- _TASK ITEM 1_: From the passage on virtual machine data drives, output the words from "To get more" up to and including "RAID controllers seamlessly)." with no changes.
- _TASK ITEM 2_: Please recast the paragraph of the passage on virtual machine data drives that begins "The rule of thumb I often use" as a short list that keeps its main facts.
- _TASK ITEM 3_: Carry the passage on virtual machine data drives further, starting after its final sentence.

- _TEXT UNDER STUDY_:
Your data drive, the one that will hold your virtual machine images, is very important.  For a small server you can start with just a mirrored (RAID1) or mirrored and stripped (RAID0+1) drive set of what ever size you need.  But understand that the number of spindles in your data set will greatly effect the performance of your virtual machines if they are disk bound (ie they read or write lots of data from the disk).  In fact, if any of the virtual machines are heavy disk users, they will impact all the virtual machines if you don’t have lots of spindles.

The rule of thumb I often use for virtual hosts that will have reasonable disk activity is the minimum number of spindles is the number of virtual machines plus one.  For economizing or for lightly loaded disk activity you can divid the number of virtual machines by two and add one… but you really always want at least a mirrored pair (single drives can get sluggish — they’re OK for a development workstation, but not a virtual server where you might depend on the machines running day in and day out).

To get more spindles you can use the pseudo RAID controllers build into the motherboard (the Intel Matrix controller isn’t bad, but it’s not a real hardware RAID controller); those controllers do fine for stripping and mirroring (and there’s no reason to buy anything more than that if that’s all you need).  If you get serious about virtualization and want to go with RAID5 (or RAID6) then you’ll want to invest in a real hardware RAID controller (and be careful when you buy, lots of entry level controllers actually aren’t any better than the Intel Matrix controller, except that they allow you to migrate to higher end RAID controllers seamlessly).

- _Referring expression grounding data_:
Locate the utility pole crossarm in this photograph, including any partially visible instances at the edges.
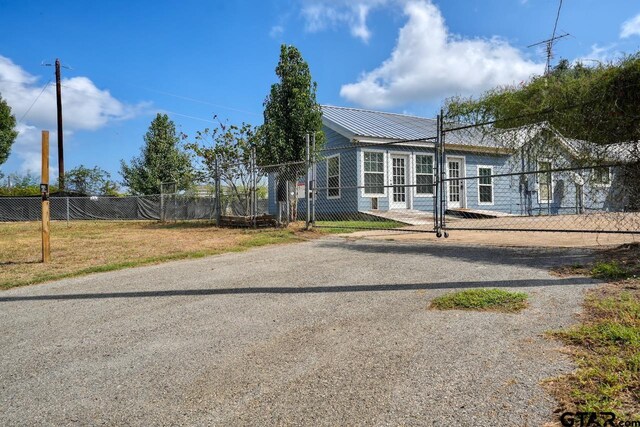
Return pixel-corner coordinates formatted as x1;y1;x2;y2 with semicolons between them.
56;58;65;191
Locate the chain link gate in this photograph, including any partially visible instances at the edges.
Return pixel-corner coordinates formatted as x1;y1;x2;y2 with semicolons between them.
305;107;640;237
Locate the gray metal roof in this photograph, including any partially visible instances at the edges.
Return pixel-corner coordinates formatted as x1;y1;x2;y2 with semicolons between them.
322;105;498;147
322;105;437;140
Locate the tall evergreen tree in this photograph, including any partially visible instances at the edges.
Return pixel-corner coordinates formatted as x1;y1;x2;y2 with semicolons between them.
257;45;324;164
120;113;193;194
0;96;18;165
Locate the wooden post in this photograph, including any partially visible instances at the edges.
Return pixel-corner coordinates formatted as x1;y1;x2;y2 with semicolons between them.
40;130;51;263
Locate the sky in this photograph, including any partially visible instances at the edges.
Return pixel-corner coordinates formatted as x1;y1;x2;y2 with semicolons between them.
0;0;640;180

- _TASK OUTPUT 1_:
To get more spindles you can use the pseudo RAID controllers build into the motherboard (the Intel Matrix controller isn’t bad, but it’s not a real hardware RAID controller); those controllers do fine for stripping and mirroring (and there’s no reason to buy anything more than that if that’s all you need).  If you get serious about virtualization and want to go with RAID5 (or RAID6) then you’ll want to invest in a real hardware RAID controller (and be careful when you buy, lots of entry level controllers actually aren’t any better than the Intel Matrix controller, except that they allow you to migrate to higher end RAID controllers seamlessly).

- _TASK OUTPUT 2_:
- For virtual hosts with reasonable disk activity, the minimum number of spindles is the number of virtual machines plus one.
- To economize, or when disk activity is light, divide the number of virtual machines by two and add one.
- Always have at least a mirrored pair. Single drives can get sluggish: they are acceptable for a development workstation but not for a virtual server whose machines may need to run day in and day out.

- _TASK OUTPUT 3_:
The absolute best name in RAID controllers is LSI, you can often save money buy purchasing an older series of controller, or a controller that uses the LSI chip set (but made by a systems vendor).  The most important thing is that the physical interface is SATA-II for the drives and PCIe for the system, and that the controller have enough channels for the number of spindles you’re likely to need (four, eight, twelve, sixteen, and twenty-four are the number you’ll see — LSI used to have a six channel, but they don’t offer that in the newer series).

You can buy a controller larger than you need, but you’re going to spend a great deal more money on the controller; and you’ll need a case and power supply that can handle that number of drives.

You will also want to consider hot-swap bays for more than four drives for sure; and those will add greatly to the cost of your machine (for 3.5″ drives you can get 1-in-1, 3-in-2, 4-in-3, and 5-in-3; for 2.5″ drives you can get 4-in-1… where this referes to the number of drives you can fit in a 5.25″ drive way).

What I do on my machines with sixteen channel RAID controllers is I have three 3.5″ 5-in-3 and one 2.5″ 4-in-1; the fifteen 3.5″ drives are attached to the first fifteen channels of the RAID controller (the sixteenth channel is unused), and four motherboard channels are attached to the 2.5″ drive bays.  My case actually has two power supplies, and all the 3.5″ drives are run off a 750W single rail power supply, and the 2.5″ and rest of the system are run off a 400W supply.  By using the combination of 2.5″ and 3.5″ everything fits nicely in the case, and the power supplies are more than adequate.  You’ll note that I use 2.5″ for system drives (I plan on going to SSDs eventually) — so obviously I’m not worried about the performance.  I have similar configuration for my eight channel RAID machines (except they don’t need dual power supplies). 

One final note, if you’re concerned about power consumption, you might want to consider building out a virtual host using only 2.5″ drives and stick with just using the motherboard controllers (real hardware RAID controllers consume a great deal of power).  With 500GB 2.5″ drives you could have 1TB mirrored and stripped, and that may be adequate for your needs.  Once you add a hardware RAID controller I’m not sure that you really need worry about the power consumption of the drives as much, but you’d need to do the math.

Originally posted 2009-02-11 01:00:16.